▶ Fragmento seleccionado
En el antiguo sexto de Bachillerato, en el momento justo, durante los últimos años del franquismo, tuve un profesor de filosofía y de historia del arte que fue un referente importante para muchos de los que estuvimos con él. En cuanto al currículo oficial de aquellos años, apenas pasamos del silogismo y de los pintores italianos del Renacimiento; respecto a lo que no estaba escrito en ninguna ley, descubrimos a Freud, a Erich Fromm, a Marcuse, a Skinner y comprobamos que una clase podía consistir en un debate, en un intercambio de ideas, en estar con alguien que tenía algo (experiencia, saber, inquietudes, proximidad o como queramos llamarlo) que no tenían otros profesores. No aprendimos mucho arte ni filosofía, pero les tomamos afición.
Suele suceder que, al acordarnos de alguno de nuestros profesores, recordemos cuáles eran sus virtudes, manías y peculiaridades antes que los contenidos académicos que nos impartió. En contadas ocasiones, podemos asociar un profesor con una enseñanza concreta que nos impactó en su momento y hemos mantenido a lo largo de nuestra vida.
Esto me hace pensar que lo más importante que aporta todo aquel que se dedica a la docencia es su persona; aquello que la hace única y se manifiesta en una forma de estar, de moverse, de hacer y de transmitir las cosas. Y eso es lo que se recuerda, lo grato o lo ingrato de su compañía, lo valioso o nefasto que resultó trabajar con él y las puertas que fue capaz de abrir o que tuvo a bien cerrar.
Es una mala comparación, pero hay cierta similitud entre el desarrollo de una clase convencional y la representación de una obra de teatro. En uno y otro caso se recita un texto escrito por otros y el éxito o el fracaso de la obra depende, además de la calidad del texto, de la aportación del actor.

▶ Entradas
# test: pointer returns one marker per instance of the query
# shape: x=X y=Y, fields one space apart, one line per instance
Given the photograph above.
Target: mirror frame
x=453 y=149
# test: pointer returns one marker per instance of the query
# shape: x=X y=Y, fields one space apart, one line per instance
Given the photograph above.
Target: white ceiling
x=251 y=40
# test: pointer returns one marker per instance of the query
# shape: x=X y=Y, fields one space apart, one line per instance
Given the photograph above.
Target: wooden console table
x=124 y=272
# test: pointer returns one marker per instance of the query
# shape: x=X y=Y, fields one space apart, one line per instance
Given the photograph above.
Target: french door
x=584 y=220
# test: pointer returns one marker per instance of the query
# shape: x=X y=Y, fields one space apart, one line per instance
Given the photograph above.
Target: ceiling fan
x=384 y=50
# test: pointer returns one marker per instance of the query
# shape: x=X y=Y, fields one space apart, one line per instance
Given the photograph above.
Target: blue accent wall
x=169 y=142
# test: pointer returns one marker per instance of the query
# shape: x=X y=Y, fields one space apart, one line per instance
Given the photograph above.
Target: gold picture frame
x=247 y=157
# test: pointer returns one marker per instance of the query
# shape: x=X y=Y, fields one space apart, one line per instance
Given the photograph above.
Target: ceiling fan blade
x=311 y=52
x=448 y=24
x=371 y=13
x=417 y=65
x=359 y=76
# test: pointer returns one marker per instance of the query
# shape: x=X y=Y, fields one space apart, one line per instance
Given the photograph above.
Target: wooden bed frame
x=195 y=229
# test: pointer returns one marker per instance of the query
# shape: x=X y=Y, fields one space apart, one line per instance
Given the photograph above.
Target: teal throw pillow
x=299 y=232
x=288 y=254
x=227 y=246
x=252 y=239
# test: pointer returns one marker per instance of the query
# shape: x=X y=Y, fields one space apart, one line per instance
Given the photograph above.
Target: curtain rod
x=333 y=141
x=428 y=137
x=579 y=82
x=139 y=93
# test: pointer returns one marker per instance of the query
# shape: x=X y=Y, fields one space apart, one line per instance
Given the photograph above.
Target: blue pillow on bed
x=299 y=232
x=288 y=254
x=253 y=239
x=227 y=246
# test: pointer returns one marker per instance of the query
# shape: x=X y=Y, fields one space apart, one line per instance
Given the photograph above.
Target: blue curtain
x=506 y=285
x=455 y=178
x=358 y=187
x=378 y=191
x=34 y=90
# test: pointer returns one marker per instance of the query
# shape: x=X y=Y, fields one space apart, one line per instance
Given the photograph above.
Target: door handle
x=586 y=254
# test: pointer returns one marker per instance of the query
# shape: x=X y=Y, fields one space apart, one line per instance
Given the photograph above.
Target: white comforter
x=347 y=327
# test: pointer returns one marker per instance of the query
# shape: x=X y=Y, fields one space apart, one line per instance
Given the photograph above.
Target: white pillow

▶ Consignas del ejercicio
1. Transcribe literalmente el fragmento seleccionado desde "Esto me hace" hasta "a bien cerrar.".
2. Enumera todos los autores que, según el fragmento seleccionado, descubrieron los alumnos fuera del currículo oficial.
3. Según el fragmento seleccionado, ¿qué materias enseñaba el profesor del antiguo sexto de Bachillerato?

▶ Soluciones
1.
Esto me hace pensar que lo más importante que aporta todo aquel que se dedica a la docencia es su persona; aquello que la hace única y se manifiesta en una forma de estar, de moverse, de hacer y de transmitir las cosas. Y eso es lo que se recuerda, lo grato o lo ingrato de su compañía, lo valioso o nefasto que resultó trabajar con él y las puertas que fue capaz de abrir o que tuvo a bien cerrar.

2. Freud, Erich Fromm, Marcuse y Skinner.

3. Filosofía e historia del arte.